**To be done:** Pull out each line of the listing below that contains the string "dancer", and treat uppercase and lowercase as different.

## BEGIN

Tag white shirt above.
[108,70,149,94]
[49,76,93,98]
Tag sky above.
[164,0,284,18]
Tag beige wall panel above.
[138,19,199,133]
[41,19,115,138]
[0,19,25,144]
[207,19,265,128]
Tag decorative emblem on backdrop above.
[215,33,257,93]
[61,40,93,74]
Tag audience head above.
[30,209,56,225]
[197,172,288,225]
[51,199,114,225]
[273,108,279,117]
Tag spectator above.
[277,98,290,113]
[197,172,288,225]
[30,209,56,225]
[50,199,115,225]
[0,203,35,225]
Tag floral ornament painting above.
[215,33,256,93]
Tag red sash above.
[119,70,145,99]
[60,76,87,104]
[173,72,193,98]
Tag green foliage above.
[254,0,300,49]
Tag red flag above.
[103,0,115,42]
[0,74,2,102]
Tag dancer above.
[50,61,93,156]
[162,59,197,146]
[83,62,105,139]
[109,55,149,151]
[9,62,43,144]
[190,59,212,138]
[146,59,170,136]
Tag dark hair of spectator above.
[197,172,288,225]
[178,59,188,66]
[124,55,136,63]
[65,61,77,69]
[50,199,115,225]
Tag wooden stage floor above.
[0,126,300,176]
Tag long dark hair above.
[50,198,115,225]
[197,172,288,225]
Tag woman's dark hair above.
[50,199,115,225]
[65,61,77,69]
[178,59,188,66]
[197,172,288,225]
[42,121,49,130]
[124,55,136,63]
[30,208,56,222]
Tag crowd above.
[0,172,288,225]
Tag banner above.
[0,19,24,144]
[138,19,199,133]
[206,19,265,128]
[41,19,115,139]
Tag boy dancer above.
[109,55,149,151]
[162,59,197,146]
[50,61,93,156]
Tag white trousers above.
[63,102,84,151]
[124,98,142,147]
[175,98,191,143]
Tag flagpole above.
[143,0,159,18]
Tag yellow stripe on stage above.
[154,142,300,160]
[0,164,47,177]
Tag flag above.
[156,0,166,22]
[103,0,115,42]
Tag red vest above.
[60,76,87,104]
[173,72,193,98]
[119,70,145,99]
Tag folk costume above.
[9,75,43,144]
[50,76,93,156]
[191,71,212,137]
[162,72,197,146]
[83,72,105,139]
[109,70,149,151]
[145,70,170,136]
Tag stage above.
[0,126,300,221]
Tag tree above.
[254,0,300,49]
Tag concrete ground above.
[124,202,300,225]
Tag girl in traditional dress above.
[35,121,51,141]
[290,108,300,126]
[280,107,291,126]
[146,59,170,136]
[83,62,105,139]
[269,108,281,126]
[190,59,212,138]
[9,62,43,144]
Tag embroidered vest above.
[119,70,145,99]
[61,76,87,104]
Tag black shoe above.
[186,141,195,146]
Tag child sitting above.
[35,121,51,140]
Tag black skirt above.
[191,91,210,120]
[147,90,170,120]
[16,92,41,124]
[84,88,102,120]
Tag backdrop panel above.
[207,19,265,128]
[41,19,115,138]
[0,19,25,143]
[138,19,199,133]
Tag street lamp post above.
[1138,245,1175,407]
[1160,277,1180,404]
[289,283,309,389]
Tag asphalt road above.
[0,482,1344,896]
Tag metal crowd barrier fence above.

## END

**The solution:**
Tag dancer above.
Tag boy dancer above.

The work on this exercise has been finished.